Exercise objective:
Write out exactly the lines below that run from the line containing "Put one marker on each instance of the harbor" through the last line of the records.

Data excerpts:
== Segment start ==
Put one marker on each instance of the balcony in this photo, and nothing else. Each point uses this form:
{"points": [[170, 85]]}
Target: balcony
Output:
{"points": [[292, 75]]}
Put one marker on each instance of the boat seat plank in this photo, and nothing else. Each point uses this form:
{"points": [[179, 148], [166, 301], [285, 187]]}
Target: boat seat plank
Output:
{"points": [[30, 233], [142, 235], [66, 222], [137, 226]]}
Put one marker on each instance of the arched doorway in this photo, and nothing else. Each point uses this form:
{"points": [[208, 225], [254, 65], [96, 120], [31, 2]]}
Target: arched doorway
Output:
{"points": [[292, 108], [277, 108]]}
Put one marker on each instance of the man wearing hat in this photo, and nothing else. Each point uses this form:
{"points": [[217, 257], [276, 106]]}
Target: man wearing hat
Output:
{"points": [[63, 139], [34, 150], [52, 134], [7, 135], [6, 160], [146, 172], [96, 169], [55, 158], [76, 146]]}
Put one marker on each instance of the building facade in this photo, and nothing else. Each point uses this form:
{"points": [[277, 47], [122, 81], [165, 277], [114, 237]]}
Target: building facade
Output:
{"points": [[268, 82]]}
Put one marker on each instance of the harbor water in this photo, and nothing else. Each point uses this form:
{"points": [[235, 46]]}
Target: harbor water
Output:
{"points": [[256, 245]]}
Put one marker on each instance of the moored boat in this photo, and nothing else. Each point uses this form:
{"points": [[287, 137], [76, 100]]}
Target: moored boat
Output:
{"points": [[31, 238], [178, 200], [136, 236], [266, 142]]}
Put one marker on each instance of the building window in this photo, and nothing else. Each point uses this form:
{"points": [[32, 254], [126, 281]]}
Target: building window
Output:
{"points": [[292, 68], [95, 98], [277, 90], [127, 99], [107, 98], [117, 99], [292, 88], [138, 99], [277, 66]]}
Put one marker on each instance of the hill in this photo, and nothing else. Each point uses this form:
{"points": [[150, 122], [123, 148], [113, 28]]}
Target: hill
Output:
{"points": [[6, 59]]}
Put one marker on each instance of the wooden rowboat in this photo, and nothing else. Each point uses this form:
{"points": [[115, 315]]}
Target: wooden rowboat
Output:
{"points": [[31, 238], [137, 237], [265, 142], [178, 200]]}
== Segment end ==
Response:
Put one marker on each instance of the harbor water in this photo, and nothing else. Each point uses this form:
{"points": [[235, 46]]}
Target: harbor water
Output:
{"points": [[256, 245]]}
Put one marker on each instance of the moored boat in this photo, and nothing else. Each point uses this form:
{"points": [[287, 137], [76, 100]]}
Target: moored boat
Output:
{"points": [[31, 238], [178, 200], [136, 236], [266, 142]]}
Put one marker on each instance of the building window in this photo, and nothing else. Each point uses this form:
{"points": [[32, 254], [126, 281]]}
Target: building window
Output:
{"points": [[292, 68], [95, 98], [277, 90], [127, 99], [107, 98], [117, 99], [292, 88], [138, 99], [277, 66]]}
Put one marker on each instance of the hill in this photo, and nothing else. Each point uses this form:
{"points": [[150, 122], [123, 148], [113, 28]]}
Target: hill
Output:
{"points": [[6, 59]]}
Put one marker on each instance of the wooden rowboat in this photo, and nothing else. Each point uses this form:
{"points": [[115, 315]]}
Target: wooden rowboat
Output:
{"points": [[31, 238], [137, 237], [265, 142], [178, 200]]}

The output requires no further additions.